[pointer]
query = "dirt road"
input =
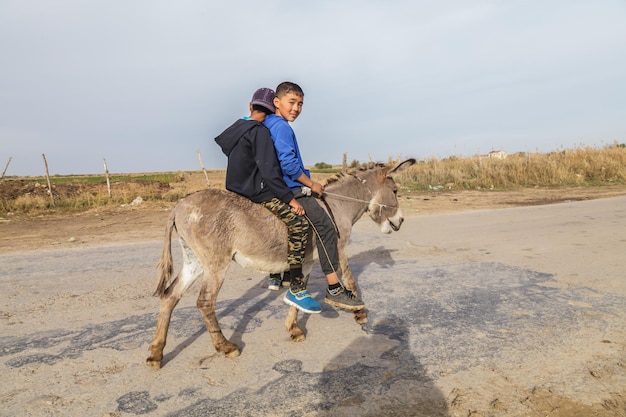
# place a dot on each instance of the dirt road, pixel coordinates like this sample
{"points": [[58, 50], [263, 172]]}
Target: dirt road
{"points": [[508, 312]]}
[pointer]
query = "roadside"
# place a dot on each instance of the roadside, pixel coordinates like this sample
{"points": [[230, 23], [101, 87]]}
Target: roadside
{"points": [[145, 221]]}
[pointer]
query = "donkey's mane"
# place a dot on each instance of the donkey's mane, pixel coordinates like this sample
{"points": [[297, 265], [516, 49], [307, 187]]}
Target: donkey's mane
{"points": [[353, 173]]}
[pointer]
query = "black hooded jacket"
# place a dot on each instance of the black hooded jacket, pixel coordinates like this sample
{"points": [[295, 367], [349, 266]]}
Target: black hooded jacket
{"points": [[253, 168]]}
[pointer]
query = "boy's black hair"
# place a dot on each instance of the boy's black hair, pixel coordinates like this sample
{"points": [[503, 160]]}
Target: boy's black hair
{"points": [[265, 110], [288, 87]]}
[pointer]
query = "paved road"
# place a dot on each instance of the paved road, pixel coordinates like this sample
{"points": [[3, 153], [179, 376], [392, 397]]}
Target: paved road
{"points": [[469, 312]]}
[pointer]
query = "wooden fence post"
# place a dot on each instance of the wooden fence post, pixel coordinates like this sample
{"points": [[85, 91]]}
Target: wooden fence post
{"points": [[48, 179], [5, 167], [208, 183], [106, 174]]}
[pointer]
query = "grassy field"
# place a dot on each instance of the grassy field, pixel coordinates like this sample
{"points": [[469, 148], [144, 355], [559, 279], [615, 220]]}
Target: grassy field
{"points": [[581, 166]]}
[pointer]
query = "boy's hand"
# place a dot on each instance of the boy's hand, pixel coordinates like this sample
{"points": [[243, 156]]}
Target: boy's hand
{"points": [[317, 188], [296, 207]]}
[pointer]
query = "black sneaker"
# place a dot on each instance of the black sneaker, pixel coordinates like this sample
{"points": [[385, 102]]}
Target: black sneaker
{"points": [[344, 299], [286, 278]]}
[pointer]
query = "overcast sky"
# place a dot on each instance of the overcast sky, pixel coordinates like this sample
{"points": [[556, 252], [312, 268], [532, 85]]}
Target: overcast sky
{"points": [[146, 83]]}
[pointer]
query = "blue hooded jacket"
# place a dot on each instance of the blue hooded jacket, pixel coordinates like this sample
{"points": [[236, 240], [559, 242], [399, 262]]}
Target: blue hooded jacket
{"points": [[287, 150]]}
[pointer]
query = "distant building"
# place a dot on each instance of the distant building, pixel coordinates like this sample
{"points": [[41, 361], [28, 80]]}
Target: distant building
{"points": [[497, 154]]}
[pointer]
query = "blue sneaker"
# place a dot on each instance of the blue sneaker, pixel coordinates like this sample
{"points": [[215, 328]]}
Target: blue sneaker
{"points": [[274, 282], [303, 301]]}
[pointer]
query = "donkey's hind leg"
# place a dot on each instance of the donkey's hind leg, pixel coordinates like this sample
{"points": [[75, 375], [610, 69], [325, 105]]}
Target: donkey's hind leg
{"points": [[190, 271], [207, 301]]}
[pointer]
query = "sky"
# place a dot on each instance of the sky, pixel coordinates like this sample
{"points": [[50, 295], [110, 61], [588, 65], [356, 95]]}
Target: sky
{"points": [[146, 84]]}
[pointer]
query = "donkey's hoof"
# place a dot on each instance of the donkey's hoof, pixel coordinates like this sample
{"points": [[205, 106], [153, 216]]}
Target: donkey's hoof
{"points": [[360, 316], [299, 337], [233, 353], [152, 363]]}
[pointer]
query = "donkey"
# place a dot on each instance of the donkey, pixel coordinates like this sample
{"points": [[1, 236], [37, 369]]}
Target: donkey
{"points": [[216, 226]]}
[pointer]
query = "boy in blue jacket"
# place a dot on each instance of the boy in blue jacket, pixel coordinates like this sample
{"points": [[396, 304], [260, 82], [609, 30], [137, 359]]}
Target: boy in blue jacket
{"points": [[288, 104], [253, 171]]}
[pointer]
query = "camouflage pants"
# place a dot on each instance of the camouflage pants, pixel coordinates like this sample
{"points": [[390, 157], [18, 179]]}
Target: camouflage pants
{"points": [[297, 229]]}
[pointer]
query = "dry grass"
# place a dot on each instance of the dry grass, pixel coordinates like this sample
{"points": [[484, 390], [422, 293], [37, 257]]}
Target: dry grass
{"points": [[581, 166]]}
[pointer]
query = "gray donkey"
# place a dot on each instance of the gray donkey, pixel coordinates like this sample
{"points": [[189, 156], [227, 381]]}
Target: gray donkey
{"points": [[216, 227]]}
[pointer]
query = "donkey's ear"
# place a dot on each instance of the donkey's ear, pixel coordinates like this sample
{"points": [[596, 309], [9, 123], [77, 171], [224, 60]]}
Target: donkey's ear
{"points": [[402, 165]]}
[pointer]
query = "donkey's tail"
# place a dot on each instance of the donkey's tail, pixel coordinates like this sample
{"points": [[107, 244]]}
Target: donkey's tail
{"points": [[166, 264]]}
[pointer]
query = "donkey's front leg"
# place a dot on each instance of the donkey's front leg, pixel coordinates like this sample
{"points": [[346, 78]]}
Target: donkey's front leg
{"points": [[295, 332], [350, 283], [206, 303]]}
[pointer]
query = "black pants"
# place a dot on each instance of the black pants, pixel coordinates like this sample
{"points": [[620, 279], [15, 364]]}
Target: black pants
{"points": [[324, 231]]}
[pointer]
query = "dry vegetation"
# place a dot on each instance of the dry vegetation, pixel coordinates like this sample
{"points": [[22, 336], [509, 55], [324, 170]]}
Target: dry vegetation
....................
WHAT IS BEING ASKED. Pull out every line of the records that contains the string "fence" and copy each one in full.

RESULT OF THIS TASK.
query = "wooden fence post"
# place a dot on each instance of the wooden fence post, pixel coordinates like this sample
Target: wooden fence post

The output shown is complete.